## Work to complete
Each record needs to be echoed exactly; can you do that?

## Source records
━━━━

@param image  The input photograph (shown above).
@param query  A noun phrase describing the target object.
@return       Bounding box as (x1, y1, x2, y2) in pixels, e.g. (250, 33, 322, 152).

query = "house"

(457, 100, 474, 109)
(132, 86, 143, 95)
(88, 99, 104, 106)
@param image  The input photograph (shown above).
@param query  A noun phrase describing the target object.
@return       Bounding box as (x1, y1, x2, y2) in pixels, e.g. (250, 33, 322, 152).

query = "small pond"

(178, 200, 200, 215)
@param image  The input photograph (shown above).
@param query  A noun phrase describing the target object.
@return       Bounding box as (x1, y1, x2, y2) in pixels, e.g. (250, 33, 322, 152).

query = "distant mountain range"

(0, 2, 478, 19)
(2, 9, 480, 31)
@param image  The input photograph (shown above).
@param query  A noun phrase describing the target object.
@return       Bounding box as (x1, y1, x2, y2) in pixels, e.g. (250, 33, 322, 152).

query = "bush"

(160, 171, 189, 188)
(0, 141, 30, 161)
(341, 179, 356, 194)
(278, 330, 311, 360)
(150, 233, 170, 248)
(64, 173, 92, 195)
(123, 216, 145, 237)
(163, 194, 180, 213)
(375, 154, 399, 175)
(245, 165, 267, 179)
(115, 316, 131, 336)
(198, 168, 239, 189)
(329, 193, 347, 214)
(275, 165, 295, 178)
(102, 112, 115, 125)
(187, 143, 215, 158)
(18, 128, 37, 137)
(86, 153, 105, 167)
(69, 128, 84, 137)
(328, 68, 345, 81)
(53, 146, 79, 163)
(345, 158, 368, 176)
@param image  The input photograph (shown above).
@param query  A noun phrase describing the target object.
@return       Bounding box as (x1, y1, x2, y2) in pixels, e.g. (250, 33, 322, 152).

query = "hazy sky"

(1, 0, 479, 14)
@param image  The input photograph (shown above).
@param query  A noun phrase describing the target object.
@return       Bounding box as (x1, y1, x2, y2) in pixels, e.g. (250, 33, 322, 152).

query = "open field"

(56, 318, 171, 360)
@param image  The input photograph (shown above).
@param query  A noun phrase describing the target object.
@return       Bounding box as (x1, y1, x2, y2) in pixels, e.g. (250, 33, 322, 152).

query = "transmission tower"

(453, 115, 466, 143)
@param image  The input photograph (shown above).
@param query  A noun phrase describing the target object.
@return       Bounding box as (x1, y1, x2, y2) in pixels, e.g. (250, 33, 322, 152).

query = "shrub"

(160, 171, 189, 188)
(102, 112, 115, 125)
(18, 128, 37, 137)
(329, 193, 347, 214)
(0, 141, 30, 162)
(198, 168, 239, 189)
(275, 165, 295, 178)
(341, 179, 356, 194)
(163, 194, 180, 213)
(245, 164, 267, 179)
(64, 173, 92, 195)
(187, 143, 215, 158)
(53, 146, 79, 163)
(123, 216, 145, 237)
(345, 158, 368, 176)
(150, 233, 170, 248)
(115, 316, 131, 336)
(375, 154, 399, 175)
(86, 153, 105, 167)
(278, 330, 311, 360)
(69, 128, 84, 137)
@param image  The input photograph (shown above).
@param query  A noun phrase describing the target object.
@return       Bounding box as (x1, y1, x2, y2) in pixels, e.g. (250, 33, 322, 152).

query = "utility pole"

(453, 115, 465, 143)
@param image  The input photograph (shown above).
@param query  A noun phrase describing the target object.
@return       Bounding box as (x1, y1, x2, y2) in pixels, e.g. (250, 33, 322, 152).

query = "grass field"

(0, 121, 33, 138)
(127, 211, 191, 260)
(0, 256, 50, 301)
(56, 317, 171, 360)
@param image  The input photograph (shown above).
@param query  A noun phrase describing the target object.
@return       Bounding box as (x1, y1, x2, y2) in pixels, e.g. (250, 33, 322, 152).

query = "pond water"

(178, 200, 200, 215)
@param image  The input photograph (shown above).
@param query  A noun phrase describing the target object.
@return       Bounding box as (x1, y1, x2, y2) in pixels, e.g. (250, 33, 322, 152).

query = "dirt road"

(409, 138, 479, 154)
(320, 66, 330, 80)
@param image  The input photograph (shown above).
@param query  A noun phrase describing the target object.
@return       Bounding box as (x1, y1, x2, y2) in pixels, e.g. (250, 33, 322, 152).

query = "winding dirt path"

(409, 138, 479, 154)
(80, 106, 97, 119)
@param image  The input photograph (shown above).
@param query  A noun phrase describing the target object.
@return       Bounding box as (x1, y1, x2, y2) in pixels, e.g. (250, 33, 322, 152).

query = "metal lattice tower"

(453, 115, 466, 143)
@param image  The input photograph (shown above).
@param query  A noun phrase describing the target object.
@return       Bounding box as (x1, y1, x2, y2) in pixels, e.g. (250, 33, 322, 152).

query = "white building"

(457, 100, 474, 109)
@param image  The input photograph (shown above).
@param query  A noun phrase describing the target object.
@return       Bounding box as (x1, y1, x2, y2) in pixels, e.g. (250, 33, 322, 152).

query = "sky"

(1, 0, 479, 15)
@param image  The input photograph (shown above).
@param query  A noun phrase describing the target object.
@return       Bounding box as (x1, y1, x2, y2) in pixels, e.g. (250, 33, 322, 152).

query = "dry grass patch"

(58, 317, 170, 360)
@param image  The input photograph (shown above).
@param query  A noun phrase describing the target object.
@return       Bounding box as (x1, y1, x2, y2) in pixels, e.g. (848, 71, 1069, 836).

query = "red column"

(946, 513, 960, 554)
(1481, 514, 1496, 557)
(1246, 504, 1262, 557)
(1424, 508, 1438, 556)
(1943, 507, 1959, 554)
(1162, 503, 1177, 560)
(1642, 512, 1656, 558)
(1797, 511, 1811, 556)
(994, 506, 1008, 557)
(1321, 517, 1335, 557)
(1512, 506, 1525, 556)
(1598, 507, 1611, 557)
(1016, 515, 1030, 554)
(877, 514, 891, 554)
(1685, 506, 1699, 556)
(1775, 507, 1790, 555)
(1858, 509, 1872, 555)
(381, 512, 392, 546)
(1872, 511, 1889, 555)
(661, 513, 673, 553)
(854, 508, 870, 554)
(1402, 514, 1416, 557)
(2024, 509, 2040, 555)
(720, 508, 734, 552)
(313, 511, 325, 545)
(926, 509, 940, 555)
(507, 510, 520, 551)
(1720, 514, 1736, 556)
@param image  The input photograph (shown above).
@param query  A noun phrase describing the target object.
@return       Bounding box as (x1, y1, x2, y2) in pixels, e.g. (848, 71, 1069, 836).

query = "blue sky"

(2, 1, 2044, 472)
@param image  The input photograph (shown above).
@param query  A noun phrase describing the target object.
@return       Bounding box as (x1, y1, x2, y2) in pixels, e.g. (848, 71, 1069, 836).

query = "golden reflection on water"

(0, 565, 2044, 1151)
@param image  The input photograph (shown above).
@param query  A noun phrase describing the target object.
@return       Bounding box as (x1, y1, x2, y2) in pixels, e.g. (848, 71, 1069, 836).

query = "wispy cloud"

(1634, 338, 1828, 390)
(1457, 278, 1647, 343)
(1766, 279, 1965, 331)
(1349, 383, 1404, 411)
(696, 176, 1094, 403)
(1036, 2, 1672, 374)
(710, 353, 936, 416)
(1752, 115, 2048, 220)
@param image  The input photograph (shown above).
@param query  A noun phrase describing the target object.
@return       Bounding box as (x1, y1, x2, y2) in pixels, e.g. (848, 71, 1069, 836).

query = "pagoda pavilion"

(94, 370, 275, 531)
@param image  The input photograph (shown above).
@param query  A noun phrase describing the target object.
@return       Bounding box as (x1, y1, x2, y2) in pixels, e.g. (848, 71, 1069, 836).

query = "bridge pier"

━━━━

## Result of the exercise
@param image  The input photograph (shown above).
@param query  A noun phrase describing the target object.
@return       Bounding box as (x1, y1, x2, y2) in pixels, e.g. (250, 33, 322, 152).

query = "house"

(457, 100, 474, 109)
(132, 86, 143, 95)
(88, 99, 104, 106)
@param image  The input photograph (shown above).
@param query  A noun phrase describing the target object.
@return       Bounding box as (x1, y1, x2, y2) in pixels, e.g. (250, 33, 322, 152).

query = "small pond"

(178, 200, 200, 215)
@param image  The input photograph (shown above).
@param query  A noun phrase describing the target object.
@return       Bounding box as (x1, y1, x2, y2) in pixels, e.g. (250, 33, 322, 152).

query = "distant mountain range"

(0, 2, 478, 19)
(2, 9, 480, 31)
@param image  The input photograph (shown above).
@param query  A noun phrase describing the target object.
@return       Bounding box as (x1, y1, x2, y2) in pixels, e.g. (250, 33, 322, 152).

query = "bush"

(160, 171, 189, 188)
(0, 141, 30, 161)
(341, 179, 356, 194)
(278, 330, 311, 360)
(150, 233, 170, 248)
(64, 173, 92, 195)
(123, 216, 145, 237)
(163, 194, 180, 213)
(375, 154, 399, 175)
(245, 165, 267, 179)
(115, 316, 131, 336)
(198, 168, 239, 189)
(329, 193, 347, 214)
(275, 165, 295, 178)
(102, 112, 115, 125)
(187, 143, 215, 158)
(18, 128, 37, 137)
(86, 153, 105, 167)
(69, 128, 84, 137)
(328, 68, 345, 81)
(53, 146, 79, 163)
(345, 158, 368, 176)
@param image  The input photograph (shown above).
@param query  A noun phrase describing the target object.
@return       Bounding box as (x1, y1, x2, y2) in pixels, e.g. (250, 33, 322, 152).

query = "hazy sky"

(1, 0, 479, 14)
@param image  The input photograph (shown above).
@param query  A noun phrase describing the target object.
@return       Bounding box as (x1, y1, x2, y2) in pixels, e.g. (250, 33, 322, 152).

query = "open field"

(56, 318, 171, 360)
@param image  The input photograph (shown above).
@param query  A noun phrase describing the target object.
@return       Bounding box as (x1, y1, x2, y2) in pixels, e.g. (250, 33, 322, 152).

query = "transmission tower"

(453, 115, 466, 143)
@param image  The input photograph (shown above).
@param query  A noun phrase describing the target object.
@return       Bounding box as (x1, y1, x2, y2) in pixels, e.g. (250, 33, 322, 152).

query = "shrub"

(160, 171, 189, 188)
(102, 112, 115, 125)
(18, 128, 37, 137)
(329, 193, 347, 214)
(0, 141, 30, 162)
(198, 168, 239, 189)
(275, 165, 295, 178)
(341, 179, 356, 194)
(163, 194, 180, 213)
(245, 164, 267, 179)
(64, 173, 92, 195)
(187, 143, 215, 158)
(53, 146, 79, 163)
(123, 216, 145, 237)
(345, 158, 368, 176)
(150, 233, 170, 248)
(115, 316, 131, 336)
(375, 154, 399, 175)
(86, 153, 105, 167)
(278, 330, 311, 360)
(69, 128, 84, 137)
@param image  The input photograph (shown above).
@param query  A noun phrase describing the target object.
@return       Bounding box as (x1, y1, x2, y2) in pixels, e.g. (250, 33, 322, 152).

query = "utility pole"

(453, 115, 465, 143)
@param image  The input photograph (shown above).
@param query  A noun phrase describing the target object.
@return       Bounding box as (x1, y1, x2, y2) in pixels, e.g. (250, 33, 322, 152).

query = "grass field"

(0, 121, 33, 138)
(127, 211, 191, 260)
(0, 256, 50, 301)
(56, 317, 171, 360)
@param image  The input photograph (shown above).
@param query  A noun phrase describing the target object.
@return       Bounding box as (x1, y1, x2, y2) in pixels, e.g. (250, 33, 322, 152).

query = "pond water"

(178, 200, 200, 215)
@param image  The input photograph (shown above).
@param query  A noun phrase describing the target object.
@return       Bounding box as (x1, y1, x2, y2) in pixels, e.g. (250, 33, 322, 152).

query = "dirt road"

(409, 138, 479, 154)
(320, 66, 330, 80)
@param image  The input photograph (shown above).
@param query  A noun phrase describing the target object.
@return       Bounding box as (x1, y1, x2, y2) in pixels, e.g. (250, 33, 322, 152).

query = "winding dirt path"

(409, 138, 479, 154)
(80, 106, 97, 119)
@param image  The input photograph (shown above).
@param query  A noun phrase describing the target object.
@return       Bounding box as (x1, y1, x2, y2) in pixels, e.g. (250, 33, 322, 152).

query = "metal lattice tower"

(453, 115, 466, 143)
@param image  The input photograph (shown above).
@param query  A noun phrase describing the target object.
@return       Bounding box as (x1, y1, x2, y2) in pixels, e.g. (250, 33, 322, 152).

query = "white building"

(457, 100, 474, 109)
@param image  The input photograph (shown above).
@param query  A noun phrase describing the target object.
@return       Bounding box as (x1, y1, x2, y2) in pixels, e.g. (250, 33, 322, 152).

query = "sky"

(1, 0, 479, 15)
@param image  The input photograph (shown above).
@param query  A noun phrase describing the target object.
@return       Bounding box as (x1, y1, x2, y2) in pixels, e.g. (250, 33, 322, 152).

query = "dry grass patch"

(58, 317, 170, 360)
@param image  The input photograph (shown above).
@param query  A noun phrase describing the target object.
@return       Bounding box as (x1, y1, x2, y2) in pixels, e.g. (848, 71, 1069, 836).

query = "red column"

(946, 513, 960, 554)
(1481, 514, 1496, 557)
(1246, 504, 1262, 557)
(1424, 508, 1438, 556)
(1943, 507, 1959, 554)
(1162, 503, 1177, 560)
(1642, 512, 1656, 558)
(1797, 511, 1811, 556)
(994, 506, 1008, 557)
(1321, 517, 1335, 557)
(1512, 506, 1525, 556)
(1598, 507, 1611, 557)
(1016, 515, 1030, 554)
(877, 514, 891, 554)
(1685, 506, 1699, 556)
(1775, 507, 1790, 555)
(1858, 509, 1872, 555)
(381, 512, 392, 546)
(1872, 511, 1889, 555)
(661, 513, 673, 553)
(854, 508, 870, 554)
(1402, 514, 1416, 557)
(2024, 509, 2040, 555)
(720, 508, 734, 552)
(313, 511, 325, 545)
(926, 509, 940, 555)
(507, 510, 520, 551)
(1720, 514, 1736, 556)
@param image  The input photograph (shown above).
@param query  A noun phrase describing the target object.
@return       Bounding box as (x1, y1, x2, y2) in pixels, e.g. (848, 71, 1069, 836).

query = "blue sky"

(2, 1, 2044, 472)
@param image  The input photograph (shown above).
@param query  A noun phrase describing the target object.
@return       Bounding box as (x1, y1, x2, y2) in pixels, e.g. (848, 71, 1069, 836).

query = "golden reflection on water"

(0, 565, 2044, 1151)
@param image  The input photograph (shown above).
@param query  A noun phrase describing the target object.
@return       Bounding box as (x1, y1, x2, y2) in pixels, e.g. (848, 71, 1069, 836).

query = "wispy cloud"

(1634, 338, 1828, 390)
(1457, 278, 1647, 343)
(1766, 279, 1965, 331)
(1349, 383, 1404, 411)
(696, 176, 1094, 403)
(1036, 2, 1672, 374)
(710, 353, 936, 416)
(1752, 115, 2048, 220)
@param image  The input photograph (shown above).
@param query  A noun phrase describing the target object.
@return       Bounding box as (x1, y1, x2, y2) in pixels, e.g. (848, 71, 1069, 836).

query = "pagoda pavilion"

(94, 370, 275, 531)
@param image  The input photograph (shown above).
@param query  A noun phrase describing the target object.
@return       Bounding box as (x1, y1, x2, y2) in pixels, e.g. (848, 71, 1069, 836).

query = "bridge pier"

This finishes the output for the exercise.